• **PROBLEM REQUIREMENTS**: Please write out the records below word for word, omitting the pictures.
◆ ◆ ◆ ◆ ◆
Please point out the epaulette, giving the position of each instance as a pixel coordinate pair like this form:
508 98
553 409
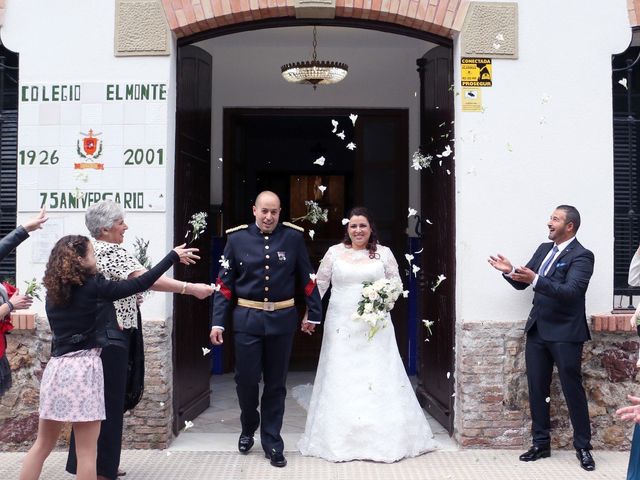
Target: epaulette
235 229
294 226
◆ ◆ ◆ ◆ ◆
• **WRITTEN ANSWER**:
Please point out the epaulette, giving the position of each instance as a pixel coordinate pair like this form:
508 98
553 409
Target: epaulette
235 229
294 226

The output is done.